* _Your goal_:
Show every line of the data below that contains the string "instance". Matching is case-sensitive.

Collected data
□ □ □ □ □ □ □

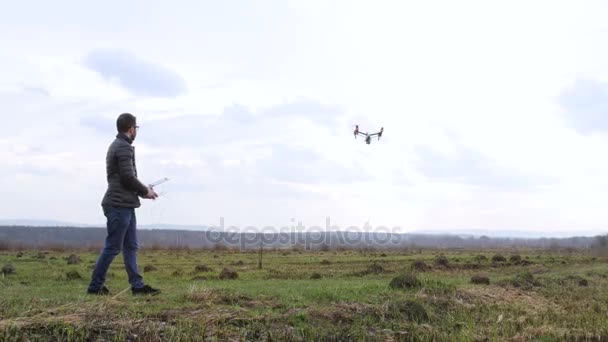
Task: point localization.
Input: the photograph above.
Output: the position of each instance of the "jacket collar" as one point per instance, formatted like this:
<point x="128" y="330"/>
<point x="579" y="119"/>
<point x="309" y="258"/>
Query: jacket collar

□ □ □ □ □ □ □

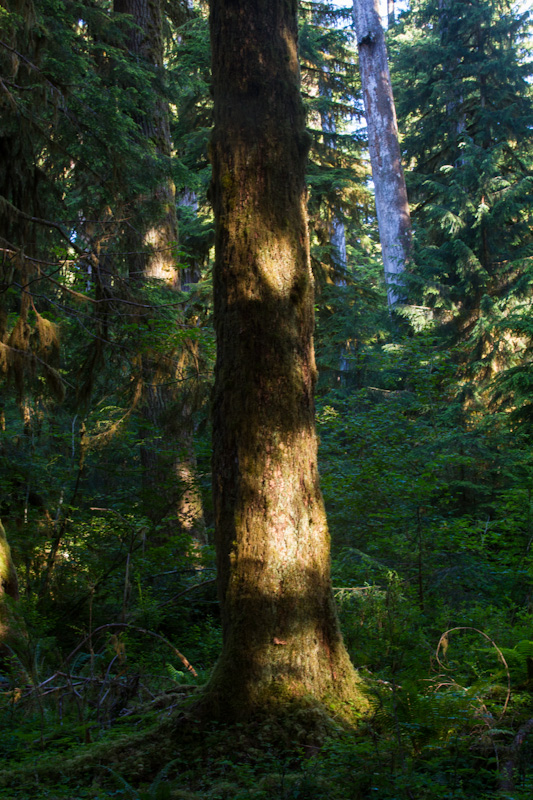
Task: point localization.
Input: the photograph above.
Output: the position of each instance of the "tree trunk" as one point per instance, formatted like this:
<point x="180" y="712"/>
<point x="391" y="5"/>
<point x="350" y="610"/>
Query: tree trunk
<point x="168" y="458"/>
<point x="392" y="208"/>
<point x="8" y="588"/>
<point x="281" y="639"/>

□ □ □ □ □ □ □

* _Solution for this exercise_:
Output: the position of each instance of the "jacket collar" as one point per instance, formatted like this:
Output: the position of each instance of the "tree trunk" as one point per instance, formatted like this:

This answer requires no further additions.